§ What needs to be done: According to the passage on Autumn Leaves, what was the magazine renamed in 1929?

§ Provided passage:
+ + +

Autumn Leaves (1888–1929) was the first children's magazine of the Reorganized Church of Jesus Christ of Latter Day Saints (RLDS Church). The magazine was published in Lamoni, Iowa, and edited by Marietta Walker, who was an assistant editor for Zion's Hope and worked with the church throughout her life.

The main purpose of Autumn Leaves was to prepare young men and women for adult life and responsibility. This included many references that younger people would be able to relate to. In the history of this magazine there has been 45 volumes released each discussing important life lessons one may endure in their adult life. In 1929, the magazine was renamed Vision, and it was discontinued in 1932. The magazine included many notable writers but the most famous was Joseph Smith III, who was the President of the RLDS Church and the founder of Graceland University.

+ + +

(Rows drawn from a dataset)
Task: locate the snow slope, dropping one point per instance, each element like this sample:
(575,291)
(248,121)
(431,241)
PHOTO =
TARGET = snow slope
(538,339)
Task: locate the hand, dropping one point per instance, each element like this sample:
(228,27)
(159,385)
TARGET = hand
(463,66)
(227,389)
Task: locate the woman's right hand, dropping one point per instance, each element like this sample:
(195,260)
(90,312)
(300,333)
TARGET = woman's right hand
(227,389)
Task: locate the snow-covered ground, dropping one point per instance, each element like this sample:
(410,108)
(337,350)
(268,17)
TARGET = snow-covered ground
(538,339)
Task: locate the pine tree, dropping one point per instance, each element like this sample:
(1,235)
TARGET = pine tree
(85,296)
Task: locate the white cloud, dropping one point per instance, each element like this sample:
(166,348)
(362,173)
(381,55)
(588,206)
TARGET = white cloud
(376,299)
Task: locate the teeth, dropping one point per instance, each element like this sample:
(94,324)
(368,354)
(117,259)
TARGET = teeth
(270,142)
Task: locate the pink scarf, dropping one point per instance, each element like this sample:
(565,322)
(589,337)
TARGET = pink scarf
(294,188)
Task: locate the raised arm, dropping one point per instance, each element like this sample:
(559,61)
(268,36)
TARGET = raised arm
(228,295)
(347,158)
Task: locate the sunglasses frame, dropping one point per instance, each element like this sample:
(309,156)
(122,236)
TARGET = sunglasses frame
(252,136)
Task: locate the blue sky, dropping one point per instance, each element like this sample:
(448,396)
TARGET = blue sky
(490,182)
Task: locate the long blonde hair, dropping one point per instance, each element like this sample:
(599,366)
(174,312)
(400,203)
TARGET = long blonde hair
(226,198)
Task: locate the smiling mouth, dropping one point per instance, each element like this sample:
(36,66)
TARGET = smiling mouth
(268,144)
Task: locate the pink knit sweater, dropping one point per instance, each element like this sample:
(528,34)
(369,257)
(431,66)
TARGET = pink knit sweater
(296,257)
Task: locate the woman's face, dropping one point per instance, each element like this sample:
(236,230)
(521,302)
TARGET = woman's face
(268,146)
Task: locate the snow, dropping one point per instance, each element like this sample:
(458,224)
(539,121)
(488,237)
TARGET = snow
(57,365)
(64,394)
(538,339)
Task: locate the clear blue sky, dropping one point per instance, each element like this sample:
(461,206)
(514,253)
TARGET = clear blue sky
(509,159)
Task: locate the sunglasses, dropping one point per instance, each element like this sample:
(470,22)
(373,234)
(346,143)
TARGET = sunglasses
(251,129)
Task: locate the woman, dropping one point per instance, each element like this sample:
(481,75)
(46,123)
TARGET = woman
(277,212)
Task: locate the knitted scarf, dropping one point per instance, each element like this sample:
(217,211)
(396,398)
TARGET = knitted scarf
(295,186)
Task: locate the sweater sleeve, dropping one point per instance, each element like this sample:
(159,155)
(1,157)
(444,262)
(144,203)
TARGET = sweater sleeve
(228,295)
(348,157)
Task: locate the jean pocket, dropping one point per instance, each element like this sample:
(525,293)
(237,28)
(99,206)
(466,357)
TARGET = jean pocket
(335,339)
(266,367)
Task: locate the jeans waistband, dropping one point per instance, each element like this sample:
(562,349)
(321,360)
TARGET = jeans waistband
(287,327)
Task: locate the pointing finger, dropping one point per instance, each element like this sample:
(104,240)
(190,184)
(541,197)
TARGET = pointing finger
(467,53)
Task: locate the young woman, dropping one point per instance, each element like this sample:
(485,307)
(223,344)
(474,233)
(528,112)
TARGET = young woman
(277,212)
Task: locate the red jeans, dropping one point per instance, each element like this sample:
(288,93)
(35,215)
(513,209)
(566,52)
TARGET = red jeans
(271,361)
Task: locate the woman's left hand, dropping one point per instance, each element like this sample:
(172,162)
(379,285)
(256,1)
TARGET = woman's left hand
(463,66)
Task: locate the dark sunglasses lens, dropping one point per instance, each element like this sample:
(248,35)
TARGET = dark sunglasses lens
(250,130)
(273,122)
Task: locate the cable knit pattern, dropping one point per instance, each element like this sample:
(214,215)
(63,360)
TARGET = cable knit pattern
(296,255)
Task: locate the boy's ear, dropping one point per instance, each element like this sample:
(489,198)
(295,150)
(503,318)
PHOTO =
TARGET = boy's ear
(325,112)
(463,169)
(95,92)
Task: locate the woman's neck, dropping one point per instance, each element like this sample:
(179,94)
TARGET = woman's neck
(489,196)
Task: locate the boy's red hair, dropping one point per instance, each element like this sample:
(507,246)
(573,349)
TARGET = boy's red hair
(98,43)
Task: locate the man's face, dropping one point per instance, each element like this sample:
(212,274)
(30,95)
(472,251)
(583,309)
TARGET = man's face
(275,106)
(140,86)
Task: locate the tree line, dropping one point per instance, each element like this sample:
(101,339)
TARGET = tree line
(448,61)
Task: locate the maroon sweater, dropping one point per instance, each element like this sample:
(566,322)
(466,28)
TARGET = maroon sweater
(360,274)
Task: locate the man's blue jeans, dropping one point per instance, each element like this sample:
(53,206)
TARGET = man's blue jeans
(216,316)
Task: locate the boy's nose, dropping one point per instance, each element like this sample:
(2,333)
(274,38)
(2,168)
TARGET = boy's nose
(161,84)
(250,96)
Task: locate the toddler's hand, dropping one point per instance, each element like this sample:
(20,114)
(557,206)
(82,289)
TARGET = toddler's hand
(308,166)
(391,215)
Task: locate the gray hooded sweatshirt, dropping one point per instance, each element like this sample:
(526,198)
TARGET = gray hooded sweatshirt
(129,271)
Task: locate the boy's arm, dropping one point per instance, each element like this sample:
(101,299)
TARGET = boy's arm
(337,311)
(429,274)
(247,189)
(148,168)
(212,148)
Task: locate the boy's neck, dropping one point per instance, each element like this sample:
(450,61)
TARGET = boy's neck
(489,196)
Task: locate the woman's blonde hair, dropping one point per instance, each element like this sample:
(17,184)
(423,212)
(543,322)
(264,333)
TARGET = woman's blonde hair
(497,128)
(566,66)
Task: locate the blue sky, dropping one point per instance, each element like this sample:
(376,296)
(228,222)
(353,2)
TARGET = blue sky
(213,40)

+ + +

§ Finished exercise: Vision